Monday, September 12, 2005

opera + charcoal

I was just searching through an archive of my old artwork in search of my henna freehand designs because I want to design my next tattoo based on them. Then I came across my old figure drawings from college.

I remember that figure drawing class. I used to listen to opera in my walkman (that word sounds ancient) as we'd sit in the darkened half circle on our drawing benches. I loved the smell of that room, and the feel of the wood which held me. I would carefully set all of my charcoals out, tape a fresh sheet of paper to my clipboard, and press 'play'. Those songs used to surge my heart and so often I'd just let the tears run down my face as the song would climax, freezing my head and sending chills over my flesh... sometimes I would drop my charcoal and grasp my headphones, close my eyes and press them deeper around my ears. At those moments no one else in the room or world existed except for me and those divine voices. Those were some of my strongest and happiest moments. The rush of the charcoal on paper, watching it blacken my pale hands, the darkness that engulfed the room.

• **REQUEST 1**
Copy the entries starting at the line that contains "Where can you find the outdoor" and ending at the line that contains "point(230, 199)", requests included. Multiply each point coordinate in the marked answers by 0.4 and round to whole numbers, with halves going up, leaving the requests and their sample points unchanged.

• **RECORDS FOR THE TASK**
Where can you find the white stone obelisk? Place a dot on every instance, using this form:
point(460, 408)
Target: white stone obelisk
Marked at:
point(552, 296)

==

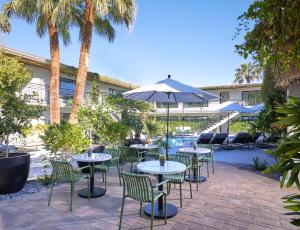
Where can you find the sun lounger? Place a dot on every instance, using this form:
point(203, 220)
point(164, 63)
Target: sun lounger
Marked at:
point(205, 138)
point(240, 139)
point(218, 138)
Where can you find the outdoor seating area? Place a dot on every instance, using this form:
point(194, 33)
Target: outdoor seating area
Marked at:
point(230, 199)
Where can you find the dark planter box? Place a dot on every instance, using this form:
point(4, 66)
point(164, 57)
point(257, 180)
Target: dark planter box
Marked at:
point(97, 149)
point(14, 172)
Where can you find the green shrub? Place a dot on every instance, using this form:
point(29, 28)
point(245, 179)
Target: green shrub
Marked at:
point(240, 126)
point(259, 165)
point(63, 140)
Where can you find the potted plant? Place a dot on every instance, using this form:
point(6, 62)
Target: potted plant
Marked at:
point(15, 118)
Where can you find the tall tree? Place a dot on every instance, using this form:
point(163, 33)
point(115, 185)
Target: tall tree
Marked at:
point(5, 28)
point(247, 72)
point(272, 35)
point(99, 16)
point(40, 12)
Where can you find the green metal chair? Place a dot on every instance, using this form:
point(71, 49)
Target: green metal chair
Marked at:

• **REQUEST 2**
Answer these questions about the blog post on figure drawing:
(a) What was the writer searching the archive of old artwork for?
(b) What did the writer listen to during the figure drawing class?
(c) What did the writer tape a fresh sheet of paper to?

• **FULL ANSWER 1**
Where can you find the outdoor seating area? Place a dot on every instance, using this form:
point(194, 33)
Target: outdoor seating area
Marked at:
point(92, 80)

• **FULL ANSWER 2**
(a) Henna freehand designs
(b) Opera, on a walkman
(c) A clipboard